DESCRIPTION OF THE TASK: A letter-for-letter copy of the listing is required, with no pictures in it.

★ ★ ★ ★ ★

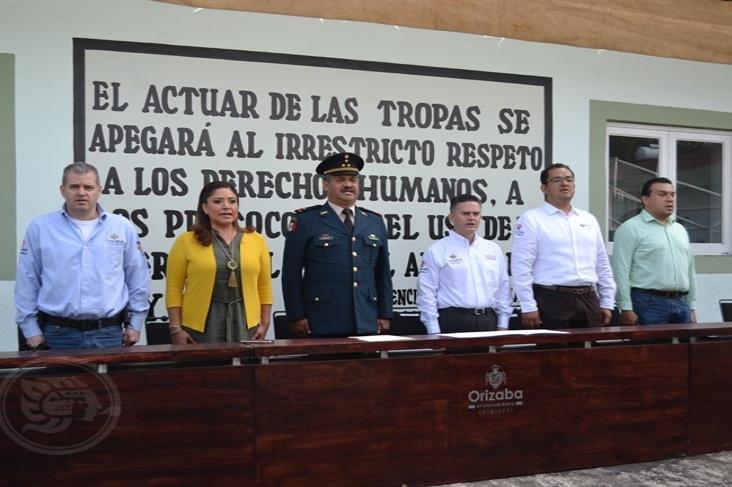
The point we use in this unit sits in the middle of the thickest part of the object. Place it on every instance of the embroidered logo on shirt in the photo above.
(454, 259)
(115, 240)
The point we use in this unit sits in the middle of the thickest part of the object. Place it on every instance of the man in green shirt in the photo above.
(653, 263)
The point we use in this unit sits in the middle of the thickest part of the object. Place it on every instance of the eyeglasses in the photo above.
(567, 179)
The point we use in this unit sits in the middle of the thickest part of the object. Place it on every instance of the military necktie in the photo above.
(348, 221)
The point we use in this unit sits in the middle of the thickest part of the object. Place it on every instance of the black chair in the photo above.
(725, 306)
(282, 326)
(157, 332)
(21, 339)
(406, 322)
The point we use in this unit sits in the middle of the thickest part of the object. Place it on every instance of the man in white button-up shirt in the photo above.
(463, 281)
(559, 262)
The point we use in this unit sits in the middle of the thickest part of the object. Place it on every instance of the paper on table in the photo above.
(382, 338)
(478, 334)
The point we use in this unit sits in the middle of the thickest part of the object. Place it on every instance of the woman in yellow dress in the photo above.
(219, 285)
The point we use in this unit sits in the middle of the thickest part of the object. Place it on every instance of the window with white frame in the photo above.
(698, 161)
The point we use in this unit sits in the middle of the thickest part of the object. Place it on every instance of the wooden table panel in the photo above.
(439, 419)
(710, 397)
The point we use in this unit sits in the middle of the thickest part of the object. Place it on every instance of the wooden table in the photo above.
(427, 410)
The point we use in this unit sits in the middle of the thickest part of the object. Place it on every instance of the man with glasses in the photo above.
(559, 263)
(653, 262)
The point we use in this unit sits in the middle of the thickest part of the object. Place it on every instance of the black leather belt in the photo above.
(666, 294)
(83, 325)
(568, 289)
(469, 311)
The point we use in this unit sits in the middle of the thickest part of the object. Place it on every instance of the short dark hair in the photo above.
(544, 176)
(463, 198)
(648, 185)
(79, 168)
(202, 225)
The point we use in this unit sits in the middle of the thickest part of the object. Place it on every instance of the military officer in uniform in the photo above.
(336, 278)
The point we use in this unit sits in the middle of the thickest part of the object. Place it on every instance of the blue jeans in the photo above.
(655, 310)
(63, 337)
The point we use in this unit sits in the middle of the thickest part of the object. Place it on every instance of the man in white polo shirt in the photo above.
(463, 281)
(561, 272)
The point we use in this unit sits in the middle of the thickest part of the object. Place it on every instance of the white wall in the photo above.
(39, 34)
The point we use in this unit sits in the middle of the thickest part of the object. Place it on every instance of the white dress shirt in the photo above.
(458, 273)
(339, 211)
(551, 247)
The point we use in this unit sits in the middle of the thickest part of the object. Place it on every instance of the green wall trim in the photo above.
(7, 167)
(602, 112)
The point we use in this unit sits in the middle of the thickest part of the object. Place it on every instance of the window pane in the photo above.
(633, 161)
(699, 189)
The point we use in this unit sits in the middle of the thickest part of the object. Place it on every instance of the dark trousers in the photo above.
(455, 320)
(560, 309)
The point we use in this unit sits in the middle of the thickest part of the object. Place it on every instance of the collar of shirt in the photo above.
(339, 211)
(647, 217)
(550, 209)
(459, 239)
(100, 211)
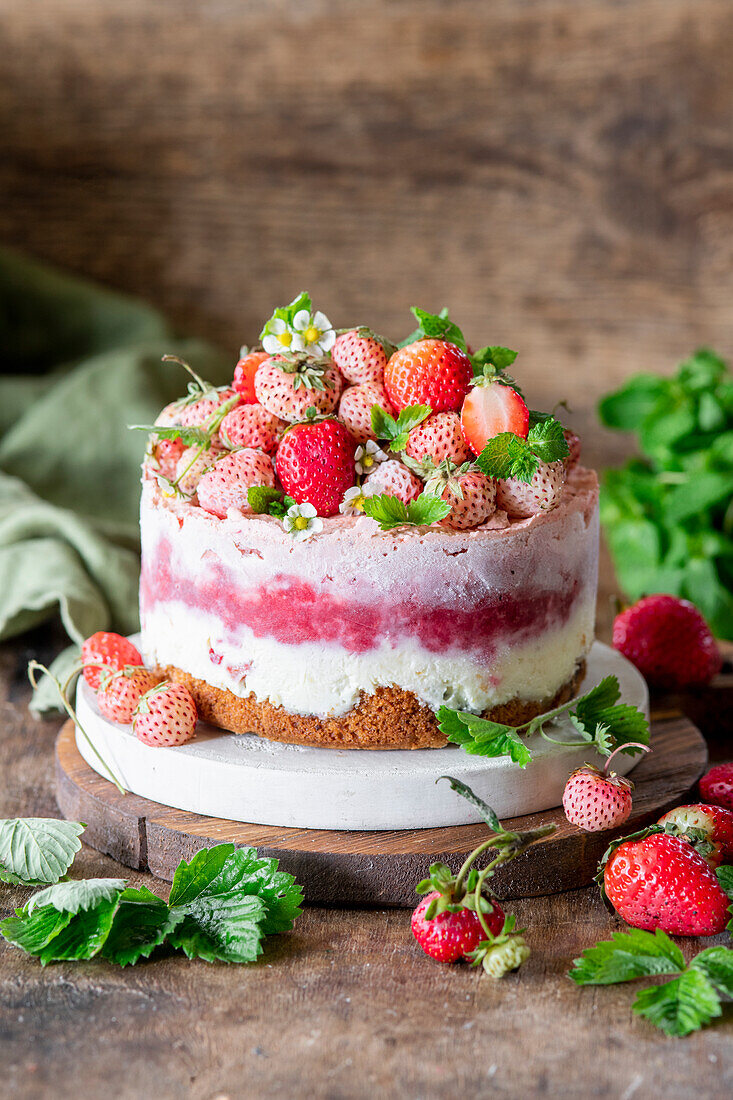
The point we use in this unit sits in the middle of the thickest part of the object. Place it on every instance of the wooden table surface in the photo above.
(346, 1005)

★ ★ ★ ★ ★

OUTPUT OF THE TASK:
The point we use in this unit sits in the middle of the thickest part of the object. Place it on every instance of the embroidered logo on shirt in the photo above.
(454, 259)
(115, 240)
The point we use in this unit sits in the middle of the thickest part of the object. Place it on every instance of the man in green shirt in the photo above.
(653, 263)
The point we use in this unit sits in the middle of the thickest part of the object. Place it on every instance of the eyeglasses in the photo above.
(567, 179)
The point we use in this unit sits in the middle of the thickest part of the object. Place it on every instance of the military necktie in the photo above.
(348, 221)
The point we use in this unit sits in the middle of the thickest part of the object. Place it on every instance of the black chair in the photo above.
(725, 306)
(282, 326)
(157, 332)
(21, 339)
(406, 322)
The point we use in this unit sits in the middle of the thickest part of the object. Place it on every instance of the man in white button-up shirt in the photo above.
(463, 281)
(559, 262)
The point we use in this unit sits in the middle of the thickest part of the object. Place it on every instance of the paper on table in the photo above.
(382, 338)
(478, 334)
The point we use in this unit sits in the middle of the thickest part of the object. Place it on every instance of the woman in yellow dress in the photo above.
(219, 285)
The point we use in this unit sits in the middle of the thickest part of the object. Place it on every instance of the window with white frame in the photo above.
(698, 161)
The point we use in this unit sits in the middle of the thickest part of the object. Place it on every instance of the wooden table panel in the photo above.
(439, 419)
(710, 397)
The point we use in this unit sits in the middle of the thickest part of the object. Place it on every instance of the wooden table in the photo above.
(427, 410)
The point we use in this unit sits in the middle of the thickest part of the object. Place it on every instance of the man with glasses in the photo above.
(559, 263)
(653, 262)
The point we use in this unit sits in the middle of the thickest part of the object. Place it on every instance of the black leather belt in the photo above.
(666, 294)
(83, 325)
(568, 289)
(469, 311)
The point we use in this unit sits in the middle of the thickest part of the object. Place it on every instance of the short dark hair in the photo above.
(544, 176)
(463, 198)
(648, 185)
(79, 168)
(202, 225)
The point we use in this unit sits in the middle of the thickest part of the object. Place it on every instance of the military officer in uniform in the photo above.
(336, 278)
The point we use in this unit sits in the middle of the thickest part of the object. Place it on every instance of the blue jeans in the photo above.
(655, 310)
(63, 337)
The point we use in this unit sits in the middle of the thickest part of the object. Place it on every instance of the man in white polo shirt in the photo above.
(463, 281)
(561, 272)
The point we use in this unit sits in the middle of the thickest part of the object. Place it on every instance of the white wall in the photo above.
(39, 34)
The point we use in this unit sits in the middle of the thickest part of the object. Place it on every instance of the white dress shirt in the photo above.
(458, 273)
(339, 211)
(551, 247)
The point we use in this unit sits in the middle of the thickest part of the object. Place it on every instance of the green wall trim in the photo above.
(7, 167)
(602, 112)
The point we use in this unit sits in the middle of the thickest part of the object. Place it on every instance of the window pane in the photo above.
(633, 161)
(699, 189)
The point we use in this unit sits in the middle of the thickest part of the object. Place it on every instance of the dark trousers in the photo above.
(455, 320)
(560, 309)
The point we use in this unit sits in the middle of the thickest part of the object. Place it on every instance of the collar of shirt in the photo above.
(339, 211)
(647, 217)
(550, 209)
(459, 239)
(100, 211)
The point we use in this unit sits in the middle of the thickest part of the object. Place it on every instance of the wooden table surface in the photo above.
(346, 1005)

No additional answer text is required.